• [What to do]:
Copy the full set of lines exactly as given.

(Excerpts from point annotation data)
----------
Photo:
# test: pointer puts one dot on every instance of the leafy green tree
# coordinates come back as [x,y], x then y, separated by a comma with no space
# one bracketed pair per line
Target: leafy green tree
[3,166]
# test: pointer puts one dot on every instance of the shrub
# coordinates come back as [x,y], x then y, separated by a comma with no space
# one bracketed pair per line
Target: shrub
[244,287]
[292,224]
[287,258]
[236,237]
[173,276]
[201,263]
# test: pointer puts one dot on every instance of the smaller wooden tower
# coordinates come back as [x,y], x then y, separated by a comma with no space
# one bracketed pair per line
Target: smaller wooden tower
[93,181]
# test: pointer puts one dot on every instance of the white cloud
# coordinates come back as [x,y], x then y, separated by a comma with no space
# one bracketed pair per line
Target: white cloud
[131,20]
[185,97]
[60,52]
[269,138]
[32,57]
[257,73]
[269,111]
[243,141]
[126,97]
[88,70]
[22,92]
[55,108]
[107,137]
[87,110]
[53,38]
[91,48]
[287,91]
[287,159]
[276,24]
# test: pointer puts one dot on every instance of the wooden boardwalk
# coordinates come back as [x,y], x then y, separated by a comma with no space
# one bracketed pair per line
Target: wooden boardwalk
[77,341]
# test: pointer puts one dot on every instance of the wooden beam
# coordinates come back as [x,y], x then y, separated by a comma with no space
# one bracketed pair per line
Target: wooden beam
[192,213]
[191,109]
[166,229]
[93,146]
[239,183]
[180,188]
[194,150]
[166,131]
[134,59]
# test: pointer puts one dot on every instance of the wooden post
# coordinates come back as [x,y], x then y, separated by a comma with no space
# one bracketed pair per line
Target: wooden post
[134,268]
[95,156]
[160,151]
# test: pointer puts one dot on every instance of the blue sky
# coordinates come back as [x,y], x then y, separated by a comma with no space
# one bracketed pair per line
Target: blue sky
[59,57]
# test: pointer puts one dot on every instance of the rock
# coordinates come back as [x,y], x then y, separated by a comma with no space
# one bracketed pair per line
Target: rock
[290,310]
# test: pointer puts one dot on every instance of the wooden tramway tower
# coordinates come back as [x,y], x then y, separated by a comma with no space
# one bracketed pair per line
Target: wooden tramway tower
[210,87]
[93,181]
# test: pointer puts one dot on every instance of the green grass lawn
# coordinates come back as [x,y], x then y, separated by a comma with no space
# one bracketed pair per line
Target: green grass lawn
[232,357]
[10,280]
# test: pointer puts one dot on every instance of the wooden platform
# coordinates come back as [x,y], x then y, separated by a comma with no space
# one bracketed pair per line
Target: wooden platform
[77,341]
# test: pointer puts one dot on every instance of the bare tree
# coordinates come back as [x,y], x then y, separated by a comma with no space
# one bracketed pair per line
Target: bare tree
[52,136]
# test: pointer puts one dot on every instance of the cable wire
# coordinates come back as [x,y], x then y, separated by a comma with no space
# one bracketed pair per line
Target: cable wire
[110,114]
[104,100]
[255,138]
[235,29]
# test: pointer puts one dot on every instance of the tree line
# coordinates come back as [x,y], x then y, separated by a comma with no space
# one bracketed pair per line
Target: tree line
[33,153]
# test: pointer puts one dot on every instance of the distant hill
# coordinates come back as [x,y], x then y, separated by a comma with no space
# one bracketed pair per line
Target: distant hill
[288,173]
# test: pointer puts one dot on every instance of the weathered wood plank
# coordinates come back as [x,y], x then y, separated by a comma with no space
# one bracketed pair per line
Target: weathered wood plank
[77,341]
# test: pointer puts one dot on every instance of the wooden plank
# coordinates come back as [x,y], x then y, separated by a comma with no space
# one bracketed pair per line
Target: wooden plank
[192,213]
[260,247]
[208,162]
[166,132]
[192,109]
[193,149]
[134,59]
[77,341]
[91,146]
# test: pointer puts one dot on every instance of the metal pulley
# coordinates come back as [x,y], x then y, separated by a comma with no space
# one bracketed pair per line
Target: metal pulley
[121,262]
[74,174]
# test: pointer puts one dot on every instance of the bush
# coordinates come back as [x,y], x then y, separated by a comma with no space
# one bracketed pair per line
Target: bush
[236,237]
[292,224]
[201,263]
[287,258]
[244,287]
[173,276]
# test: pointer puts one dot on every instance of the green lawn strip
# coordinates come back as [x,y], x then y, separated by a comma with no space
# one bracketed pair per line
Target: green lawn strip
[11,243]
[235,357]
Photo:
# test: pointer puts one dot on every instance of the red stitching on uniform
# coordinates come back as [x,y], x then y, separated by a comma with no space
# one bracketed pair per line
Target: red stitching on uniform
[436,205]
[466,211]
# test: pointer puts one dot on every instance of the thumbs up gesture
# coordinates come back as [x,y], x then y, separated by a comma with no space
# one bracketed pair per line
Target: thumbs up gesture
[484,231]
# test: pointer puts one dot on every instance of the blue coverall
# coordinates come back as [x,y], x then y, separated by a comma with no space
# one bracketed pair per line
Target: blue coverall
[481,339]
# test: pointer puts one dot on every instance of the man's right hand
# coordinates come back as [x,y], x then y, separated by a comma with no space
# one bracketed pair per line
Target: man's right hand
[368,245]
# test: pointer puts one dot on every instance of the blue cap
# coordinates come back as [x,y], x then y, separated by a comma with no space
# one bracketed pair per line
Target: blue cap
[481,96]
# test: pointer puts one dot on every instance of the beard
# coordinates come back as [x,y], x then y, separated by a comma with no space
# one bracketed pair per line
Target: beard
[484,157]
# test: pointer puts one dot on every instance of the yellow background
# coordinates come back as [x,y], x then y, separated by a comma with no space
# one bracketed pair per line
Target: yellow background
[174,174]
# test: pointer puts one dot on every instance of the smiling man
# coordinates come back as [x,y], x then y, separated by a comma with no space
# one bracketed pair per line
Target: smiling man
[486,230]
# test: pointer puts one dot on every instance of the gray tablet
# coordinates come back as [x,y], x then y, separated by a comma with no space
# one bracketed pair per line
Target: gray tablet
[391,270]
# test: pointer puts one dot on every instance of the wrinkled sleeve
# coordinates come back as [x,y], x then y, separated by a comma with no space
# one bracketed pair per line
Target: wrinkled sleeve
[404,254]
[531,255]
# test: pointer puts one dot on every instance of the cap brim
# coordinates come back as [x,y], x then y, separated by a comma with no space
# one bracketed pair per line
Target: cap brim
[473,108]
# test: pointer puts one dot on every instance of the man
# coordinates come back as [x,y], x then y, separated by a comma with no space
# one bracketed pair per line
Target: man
----------
• [Reply to the exercise]:
Photo:
# test: pointer puts one dot on every instance of the leafy green tree
# coordinates come back as [x,y], x then y, separated by a comma with no space
# one bracketed pair per line
Target: leafy green tree
[3,166]
# test: pointer puts one dot on every instance of the shrub
# coordinates come back as [x,y], x then y, separated by a comma with no space
# one bracketed pair per line
Target: shrub
[244,287]
[292,224]
[287,258]
[236,237]
[173,276]
[201,263]
# test: pointer puts one dot on every instance of the smaller wooden tower
# coordinates come back as [x,y], x then y, separated by a comma with no space
# one bracketed pair per line
Target: smaller wooden tower
[93,181]
# test: pointer puts one dot on every instance of the white cloud
# coordinates come back as [x,y], x then y, separated by a comma with no space
# one bracketed pair per line
Target: white cloud
[131,20]
[185,97]
[60,52]
[269,138]
[32,57]
[257,73]
[269,111]
[243,141]
[126,97]
[88,70]
[22,92]
[55,108]
[107,137]
[87,110]
[53,38]
[91,48]
[287,91]
[287,159]
[276,24]
# test: pointer puts one dot on every instance of the wooden boardwalk
# coordinates come back as [x,y], x then y, separated by a comma with no space
# one bracketed pair per line
Target: wooden boardwalk
[77,341]
# test: pointer puts one dot on every instance of the wooden beam
# coordinates come back as [x,y], x then y, separated by a comma with no space
# one bracketed pair per line
Target: wooden beam
[192,213]
[191,109]
[166,229]
[93,146]
[239,183]
[180,188]
[194,150]
[166,131]
[134,59]
# test: pointer puts one dot on every instance of the wooden post
# coordinates come back as [x,y], x then y, separated by a comma with no space
# one bracketed pair per line
Target: wooden post
[134,268]
[95,156]
[160,151]
# test: pointer puts one dot on every instance of the blue sky
# coordinates come back as [x,y], x then y, separated by a comma with no space
# one bracketed pair per line
Target: blue sky
[59,57]
# test: pointer puts one dot on every instance of the rock
# coordinates come back as [x,y], x then y, separated by a comma with no space
# one bracketed pair per line
Target: rock
[290,310]
# test: pointer puts one dot on every instance of the wooden tramway tower
# coordinates come back as [x,y], x then y, separated by a comma with no space
# one bracketed pair per line
Target: wooden tramway tower
[210,87]
[93,181]
# test: pointer puts one dot on every instance of the green grass lawn
# coordinates come back as [x,y], x then y, separated by a comma with no space
# one bracketed pair per line
Target: green grass lawn
[232,357]
[10,280]
# test: pointer puts one dot on every instance of the wooden platform
# coordinates come back as [x,y], x then y, separated by a comma with no space
# one bracketed pair per line
Target: wooden platform
[77,341]
# test: pointer puts one dot on every instance of the bare tree
# coordinates come back as [x,y], x then y, separated by a comma with no space
# one bracketed pair per line
Target: bare tree
[52,136]
# test: pointer puts one dot on every instance of the cable wire
# coordinates come back as [x,y], x then y, separated by a comma with no space
# one bracketed pair per line
Target: cable wire
[110,114]
[104,100]
[255,138]
[235,29]
# test: pointer puts one dot on every instance of the tree line
# coordinates come back as [x,y], x then y, separated by a comma with no space
# one bracketed pair per line
Target: tree line
[33,153]
# test: pointer puts one dot on every instance of the distant hill
# coordinates come back as [x,y], x then y, separated by a comma with no space
# one bracketed pair per line
Target: distant hill
[288,173]
# test: pointer puts one dot on every instance of the weathered wood plank
# coordinates come back as [x,y], x then y, separated by a comma with no space
# one bracketed pair per line
Target: weathered wood plank
[77,341]
# test: pointer puts one dot on every instance of the wooden plank
# coordinates come back as [x,y], x then y, separated by a comma with no space
# one bracketed pair per line
Target: wooden plank
[192,213]
[260,247]
[208,162]
[166,132]
[192,109]
[193,149]
[134,59]
[77,341]
[91,146]
# test: pointer puts one dot on every instance of the metal pulley
# coordinates come back as [x,y], x then y, separated by a comma with no space
# one bracketed pair per line
Target: metal pulley
[121,262]
[74,174]
# test: pointer puts one dot on every instance of the bush
# coordinates come back as [x,y], x then y, separated by a comma with no space
# one bracketed pair per line
Target: bush
[236,237]
[292,224]
[201,263]
[287,258]
[244,287]
[173,276]
# test: pointer puts one dot on every instance of the green lawn strip
# coordinates come back as [x,y], x then y, separated by a comma with no space
# one bracketed pair per line
Target: green lawn strip
[11,243]
[235,357]
Photo:
# test: pointer puts one dot on every instance of the red stitching on uniform
# coordinates come back as [x,y], x then y, separated by a comma with no space
# one bracketed pair per line
Target: red stitching on uniform
[436,205]
[466,211]
# test: pointer puts one dot on every instance of the thumbs up gesture
# coordinates come back as [x,y], x then y, separated by a comma with no space
# one bracketed pair per line
Target: thumbs up gesture
[484,231]
# test: pointer puts one dot on every instance of the blue coverall
# coordinates come back as [x,y], x then y, separated by a comma with no space
# one bracketed pair per line
Target: blue coverall
[481,339]
# test: pointer puts one dot on every instance of the man's right hand
# coordinates come back as [x,y], x then y, separated by a comma with no space
# one bracketed pair per line
Target: man's right hand
[368,245]
# test: pointer puts one dot on every instance of the blue cap
# coordinates come back as [x,y], x then y, separated by a comma with no space
# one bracketed pair per line
Target: blue cap
[481,96]
# test: pointer puts one dot on every instance of the beard
# coordinates come back as [x,y], x then y, separated by a comma with no space
# one bracketed pair per line
Target: beard
[484,157]
# test: pointer puts one dot on every instance of the yellow background
# coordinates come back as [x,y], x then y, separated by a comma with no space
# one bracketed pair per line
Target: yellow background
[174,174]
# test: pointer puts one dot on every instance of the smiling man
# coordinates come back as [x,y], x then y, separated by a comma with no space
# one bracketed pair per line
Target: smiling man
[486,230]
# test: pointer puts one dot on every instance of the gray tablet
# coordinates come back as [x,y], x then y, separated by a comma with no space
# one bracketed pair per line
Target: gray tablet
[391,270]
# test: pointer puts one dot on every instance of the wrinkled sleeve
# coordinates come back as [x,y], x then y, separated by a comma with no space
# one bracketed pair per line
Target: wrinkled sleeve
[404,254]
[531,255]
# test: pointer puts one dot on every instance of the cap brim
# coordinates come back as [x,y], x then y, separated by a comma with no space
# one bracketed pair per line
Target: cap brim
[473,108]
# test: pointer puts one dot on every instance of the man
# coordinates come back as [x,y], x then y, separated by a comma with no space
# one bracketed pair per line
Target: man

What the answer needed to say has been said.